Problem: Could you reproduce the material from the line containing "sky with a point in the photo above." through the end, replacing "grass patch" with "lawn area" and leaving everything else as it is?

+===+

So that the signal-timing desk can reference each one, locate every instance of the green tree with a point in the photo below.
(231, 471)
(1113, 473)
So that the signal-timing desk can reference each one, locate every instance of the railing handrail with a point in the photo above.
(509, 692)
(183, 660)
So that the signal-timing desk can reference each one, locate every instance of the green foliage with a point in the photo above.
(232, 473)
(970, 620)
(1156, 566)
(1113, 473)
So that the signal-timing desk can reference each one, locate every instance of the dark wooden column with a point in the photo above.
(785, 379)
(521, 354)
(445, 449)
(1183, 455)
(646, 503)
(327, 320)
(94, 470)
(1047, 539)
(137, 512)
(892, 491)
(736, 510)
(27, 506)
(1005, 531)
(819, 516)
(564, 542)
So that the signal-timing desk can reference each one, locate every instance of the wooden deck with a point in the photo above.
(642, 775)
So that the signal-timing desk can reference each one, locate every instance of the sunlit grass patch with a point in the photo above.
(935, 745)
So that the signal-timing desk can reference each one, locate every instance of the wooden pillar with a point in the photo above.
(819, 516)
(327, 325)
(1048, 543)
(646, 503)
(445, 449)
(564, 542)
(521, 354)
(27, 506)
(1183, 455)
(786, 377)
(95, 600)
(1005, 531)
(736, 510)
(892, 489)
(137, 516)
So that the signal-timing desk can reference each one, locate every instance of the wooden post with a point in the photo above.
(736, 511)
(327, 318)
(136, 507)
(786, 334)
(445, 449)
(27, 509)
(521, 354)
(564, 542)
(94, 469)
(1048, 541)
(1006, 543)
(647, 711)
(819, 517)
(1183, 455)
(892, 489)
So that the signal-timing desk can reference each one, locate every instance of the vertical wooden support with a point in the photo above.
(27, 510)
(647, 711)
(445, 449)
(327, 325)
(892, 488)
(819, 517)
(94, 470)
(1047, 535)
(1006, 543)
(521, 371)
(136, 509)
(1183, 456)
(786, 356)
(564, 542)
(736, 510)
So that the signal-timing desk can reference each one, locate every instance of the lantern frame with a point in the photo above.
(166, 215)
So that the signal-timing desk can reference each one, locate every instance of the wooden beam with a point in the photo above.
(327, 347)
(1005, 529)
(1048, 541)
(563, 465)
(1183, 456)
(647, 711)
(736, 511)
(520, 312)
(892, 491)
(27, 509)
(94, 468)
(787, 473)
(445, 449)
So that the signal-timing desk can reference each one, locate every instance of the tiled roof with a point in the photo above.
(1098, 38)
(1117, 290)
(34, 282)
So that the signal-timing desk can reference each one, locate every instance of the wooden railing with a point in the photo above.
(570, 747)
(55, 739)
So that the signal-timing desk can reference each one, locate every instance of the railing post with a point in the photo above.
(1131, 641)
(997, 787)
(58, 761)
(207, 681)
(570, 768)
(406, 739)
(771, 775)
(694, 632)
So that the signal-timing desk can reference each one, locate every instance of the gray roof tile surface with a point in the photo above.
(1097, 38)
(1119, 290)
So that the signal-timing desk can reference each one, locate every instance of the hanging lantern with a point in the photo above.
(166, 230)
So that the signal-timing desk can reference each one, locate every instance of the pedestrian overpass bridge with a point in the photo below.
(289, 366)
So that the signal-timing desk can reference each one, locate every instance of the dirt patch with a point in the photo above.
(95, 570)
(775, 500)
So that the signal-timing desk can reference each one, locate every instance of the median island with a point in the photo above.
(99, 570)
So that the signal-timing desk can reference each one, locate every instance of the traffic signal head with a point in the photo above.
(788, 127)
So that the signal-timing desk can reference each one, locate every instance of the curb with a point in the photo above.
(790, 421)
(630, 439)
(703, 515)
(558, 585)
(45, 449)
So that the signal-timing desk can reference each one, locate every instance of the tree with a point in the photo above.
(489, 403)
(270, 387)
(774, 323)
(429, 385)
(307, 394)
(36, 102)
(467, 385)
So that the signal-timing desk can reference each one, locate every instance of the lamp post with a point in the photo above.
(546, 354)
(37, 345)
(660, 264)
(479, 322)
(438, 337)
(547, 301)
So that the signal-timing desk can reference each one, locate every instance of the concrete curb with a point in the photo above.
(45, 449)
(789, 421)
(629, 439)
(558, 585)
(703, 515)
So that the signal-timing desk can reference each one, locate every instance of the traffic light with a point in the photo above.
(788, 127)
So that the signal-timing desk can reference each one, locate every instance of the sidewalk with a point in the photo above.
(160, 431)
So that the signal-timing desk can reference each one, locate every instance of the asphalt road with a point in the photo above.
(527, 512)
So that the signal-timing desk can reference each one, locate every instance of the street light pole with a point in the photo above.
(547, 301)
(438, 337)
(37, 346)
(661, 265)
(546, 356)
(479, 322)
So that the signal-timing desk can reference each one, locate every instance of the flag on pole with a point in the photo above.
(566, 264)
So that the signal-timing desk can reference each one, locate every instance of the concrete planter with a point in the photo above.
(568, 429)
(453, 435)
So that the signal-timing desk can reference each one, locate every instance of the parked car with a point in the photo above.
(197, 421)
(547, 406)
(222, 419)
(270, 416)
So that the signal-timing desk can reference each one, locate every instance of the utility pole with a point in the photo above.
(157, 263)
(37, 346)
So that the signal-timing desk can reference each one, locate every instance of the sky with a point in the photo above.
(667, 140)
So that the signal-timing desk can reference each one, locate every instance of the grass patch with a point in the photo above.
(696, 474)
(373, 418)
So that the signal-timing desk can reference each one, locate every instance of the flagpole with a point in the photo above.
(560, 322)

+===+

Response:
So that the signal-timing desk can reference each one, locate every instance of the sky with a point in the photo above.
(667, 140)
So that the signal-timing desk can reference each one, locate every instance of the lawn area with a point in the photo above.
(696, 474)
(373, 418)
So that the signal-timing desk can reference each one, locate every instance of the flagpole with a point in the photo above.
(560, 322)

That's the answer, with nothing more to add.